WHAT YOU SHOULD DO: Reproduce exactly the lines that run from the start of the records below to the line with "[170, 92, 242, 250]", inclusive.

EXERCISE DATA:
_ _ _

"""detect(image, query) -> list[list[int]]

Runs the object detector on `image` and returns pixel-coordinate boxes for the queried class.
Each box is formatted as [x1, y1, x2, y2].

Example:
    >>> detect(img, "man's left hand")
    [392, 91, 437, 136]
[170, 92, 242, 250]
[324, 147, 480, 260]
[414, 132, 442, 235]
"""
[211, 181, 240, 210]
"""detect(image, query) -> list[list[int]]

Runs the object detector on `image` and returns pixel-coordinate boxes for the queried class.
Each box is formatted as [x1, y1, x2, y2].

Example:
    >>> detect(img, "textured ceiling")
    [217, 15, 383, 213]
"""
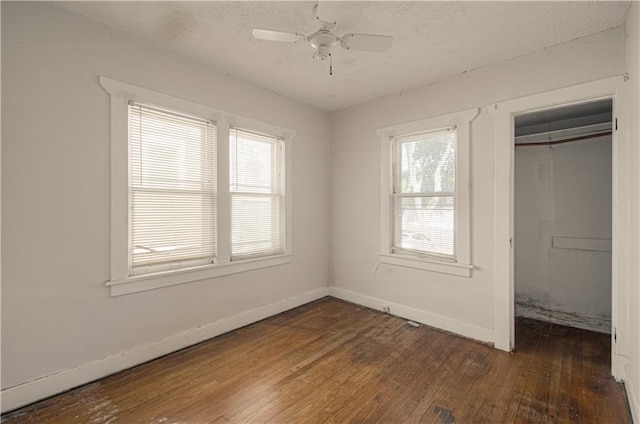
[61, 1, 631, 112]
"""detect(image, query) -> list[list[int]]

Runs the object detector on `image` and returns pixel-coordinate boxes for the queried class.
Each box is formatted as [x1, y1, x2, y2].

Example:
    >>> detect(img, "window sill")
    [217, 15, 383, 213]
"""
[378, 252, 473, 277]
[106, 254, 294, 297]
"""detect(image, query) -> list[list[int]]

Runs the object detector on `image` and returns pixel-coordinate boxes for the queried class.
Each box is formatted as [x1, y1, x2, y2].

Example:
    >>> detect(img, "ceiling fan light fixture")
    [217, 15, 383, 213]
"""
[313, 45, 331, 61]
[309, 30, 337, 61]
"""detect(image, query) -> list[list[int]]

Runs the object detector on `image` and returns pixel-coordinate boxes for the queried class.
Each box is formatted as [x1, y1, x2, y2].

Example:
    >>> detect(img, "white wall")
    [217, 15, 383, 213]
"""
[624, 2, 640, 422]
[514, 137, 612, 333]
[2, 0, 638, 418]
[330, 28, 626, 340]
[1, 1, 330, 410]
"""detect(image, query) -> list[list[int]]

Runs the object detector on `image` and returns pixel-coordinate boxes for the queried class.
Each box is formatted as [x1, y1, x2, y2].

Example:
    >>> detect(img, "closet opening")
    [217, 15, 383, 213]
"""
[513, 99, 613, 350]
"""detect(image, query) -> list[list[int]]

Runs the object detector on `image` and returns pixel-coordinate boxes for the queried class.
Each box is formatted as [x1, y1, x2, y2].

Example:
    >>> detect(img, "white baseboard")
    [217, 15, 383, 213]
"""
[328, 286, 493, 344]
[1, 286, 329, 414]
[515, 302, 611, 334]
[625, 363, 640, 424]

_ _ _

OUTPUT FOR THIS EXERCISE:
"""detect(image, query) -> list[list[int]]

Runs the object detector on `image` and returns pixel-coordinate boxes for the queried class.
Each box is formatted as [x1, y1, x2, y2].

Example:
    >>> detect(img, "man's left hand")
    [392, 91, 437, 136]
[170, 92, 242, 250]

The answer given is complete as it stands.